§ **MATERIAL SUPPLIED**
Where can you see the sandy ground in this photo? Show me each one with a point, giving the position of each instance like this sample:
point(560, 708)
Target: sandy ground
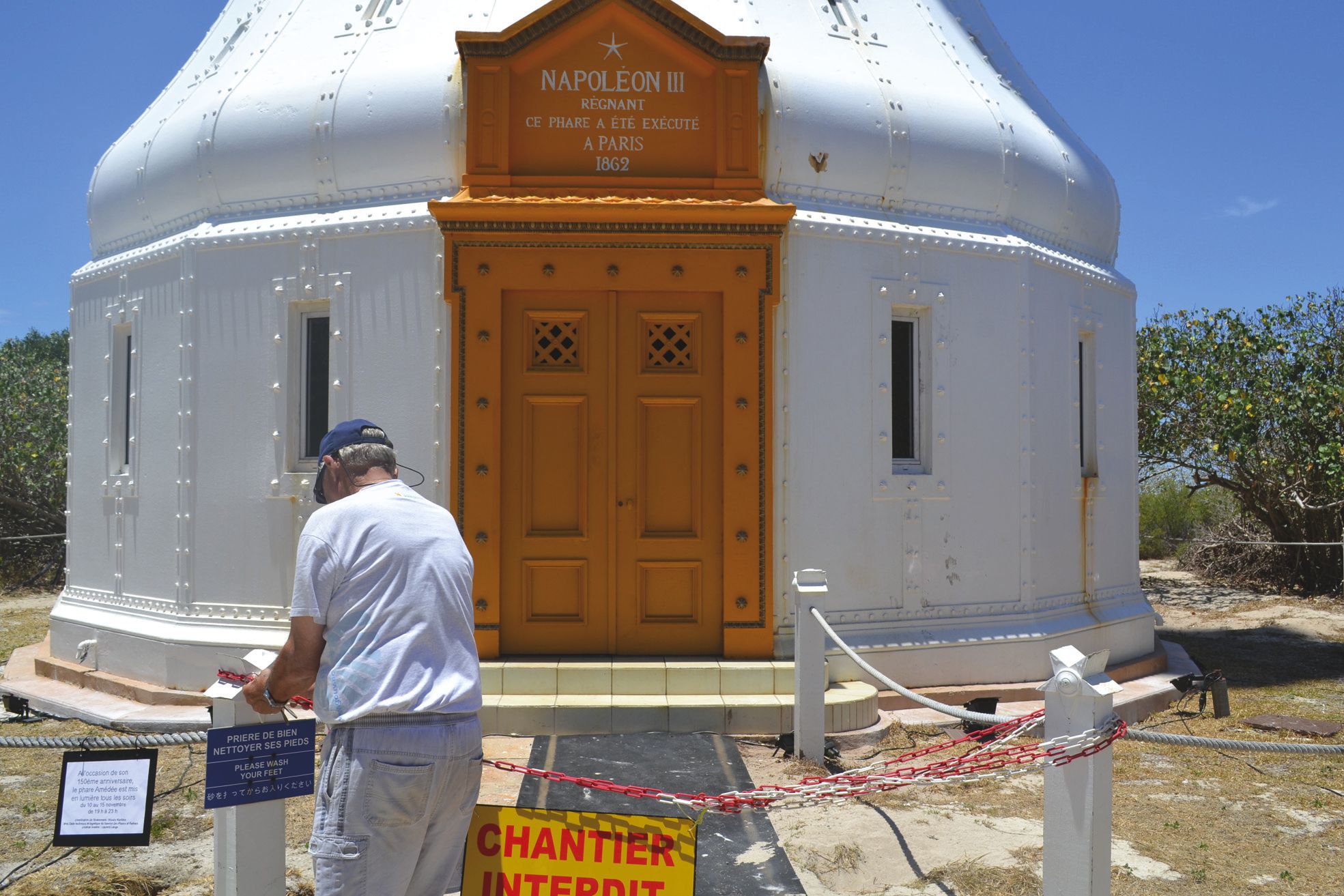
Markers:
point(1182, 818)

§ **PROBLEM TO WORK ON**
Work out how many lines in the listing contain "ground", then write down that number and nothing else.

§ **ANSWER FOR THE TASK**
2